◆ **YOUR OBJECTIVE**: Setting pictures aside, output exactly the lines from the start of the records to the line with "panel with a single marker.", that line included.
[MATERIAL FOR THIS TASK — start]
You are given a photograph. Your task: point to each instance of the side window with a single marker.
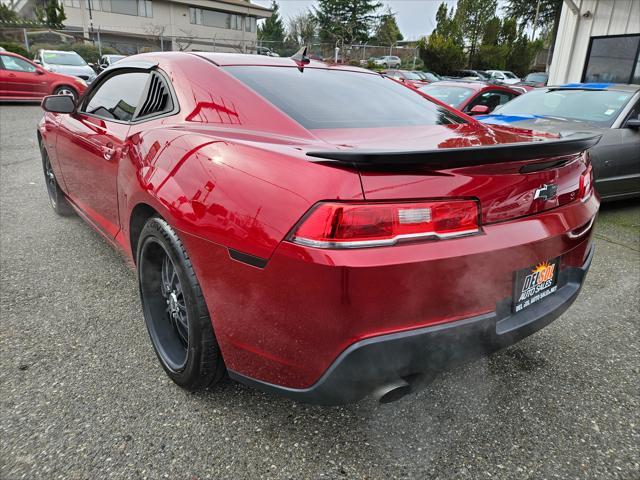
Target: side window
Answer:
(118, 97)
(17, 64)
(634, 113)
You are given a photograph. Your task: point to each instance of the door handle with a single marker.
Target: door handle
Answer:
(108, 151)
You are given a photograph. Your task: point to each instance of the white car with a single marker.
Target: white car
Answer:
(388, 61)
(504, 76)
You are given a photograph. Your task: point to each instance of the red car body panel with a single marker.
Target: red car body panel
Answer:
(229, 173)
(33, 86)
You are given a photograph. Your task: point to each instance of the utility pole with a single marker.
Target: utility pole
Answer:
(535, 21)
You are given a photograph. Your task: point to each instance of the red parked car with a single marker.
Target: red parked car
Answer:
(23, 80)
(471, 97)
(319, 245)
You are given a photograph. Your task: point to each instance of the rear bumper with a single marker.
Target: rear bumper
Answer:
(368, 364)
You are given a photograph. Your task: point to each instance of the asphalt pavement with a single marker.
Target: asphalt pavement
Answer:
(83, 396)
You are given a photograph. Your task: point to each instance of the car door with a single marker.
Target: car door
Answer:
(21, 78)
(626, 156)
(92, 142)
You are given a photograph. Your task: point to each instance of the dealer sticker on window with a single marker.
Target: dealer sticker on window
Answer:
(535, 283)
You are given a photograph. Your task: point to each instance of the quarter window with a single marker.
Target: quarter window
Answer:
(17, 64)
(118, 97)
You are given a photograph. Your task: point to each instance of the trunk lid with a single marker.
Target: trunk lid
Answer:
(505, 190)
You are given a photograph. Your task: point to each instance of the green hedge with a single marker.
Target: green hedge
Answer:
(15, 48)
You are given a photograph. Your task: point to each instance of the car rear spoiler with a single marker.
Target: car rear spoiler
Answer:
(465, 156)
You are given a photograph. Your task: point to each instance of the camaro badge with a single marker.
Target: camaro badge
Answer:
(546, 192)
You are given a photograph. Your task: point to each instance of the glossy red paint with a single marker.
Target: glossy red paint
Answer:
(229, 171)
(34, 84)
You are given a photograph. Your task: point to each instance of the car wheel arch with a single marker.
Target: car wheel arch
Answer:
(140, 214)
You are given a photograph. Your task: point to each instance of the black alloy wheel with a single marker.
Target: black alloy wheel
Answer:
(57, 199)
(175, 311)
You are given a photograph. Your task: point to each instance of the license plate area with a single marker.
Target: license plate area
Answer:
(534, 283)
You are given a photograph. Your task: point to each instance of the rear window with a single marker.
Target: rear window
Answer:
(321, 98)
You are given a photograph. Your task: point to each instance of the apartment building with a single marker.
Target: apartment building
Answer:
(598, 41)
(133, 26)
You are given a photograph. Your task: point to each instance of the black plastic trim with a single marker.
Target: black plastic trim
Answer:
(248, 259)
(466, 156)
(366, 365)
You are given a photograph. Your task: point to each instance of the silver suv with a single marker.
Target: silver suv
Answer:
(69, 63)
(388, 61)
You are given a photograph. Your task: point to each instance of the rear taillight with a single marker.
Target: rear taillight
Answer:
(358, 225)
(586, 183)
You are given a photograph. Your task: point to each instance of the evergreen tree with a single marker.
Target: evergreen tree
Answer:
(272, 29)
(525, 12)
(387, 31)
(345, 21)
(441, 55)
(446, 24)
(52, 14)
(472, 16)
(301, 29)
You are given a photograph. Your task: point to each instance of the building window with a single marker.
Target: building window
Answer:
(236, 22)
(92, 4)
(613, 59)
(250, 24)
(213, 18)
(141, 8)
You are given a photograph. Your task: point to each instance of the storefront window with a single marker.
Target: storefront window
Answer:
(613, 60)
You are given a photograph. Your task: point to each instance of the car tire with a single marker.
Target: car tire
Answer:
(57, 199)
(66, 90)
(175, 311)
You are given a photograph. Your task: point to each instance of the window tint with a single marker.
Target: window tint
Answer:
(16, 64)
(600, 107)
(63, 58)
(118, 97)
(322, 98)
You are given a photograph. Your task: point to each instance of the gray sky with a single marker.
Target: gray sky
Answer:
(415, 17)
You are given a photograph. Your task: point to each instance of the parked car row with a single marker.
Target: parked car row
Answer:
(52, 72)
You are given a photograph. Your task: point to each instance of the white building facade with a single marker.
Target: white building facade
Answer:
(598, 41)
(132, 26)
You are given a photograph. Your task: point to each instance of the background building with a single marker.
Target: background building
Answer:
[MATERIAL FOR THIS TASK — finish]
◆ **WORKED SOLUTION**:
You are given a photograph. Your task: point to each instance of the side window with a single marker.
Target: side window
Answer:
(118, 97)
(17, 64)
(634, 113)
You are given a photograph. Your task: point to each instance of the door handle with a single marker.
Target: door handle
Answer:
(108, 151)
You are given a photograph. Your task: point to each instance of the white car with a single marker.
Target: white car
Answer:
(388, 61)
(504, 76)
You are given a photograph. Your task: point to each instance of the red car body panel with a single marker.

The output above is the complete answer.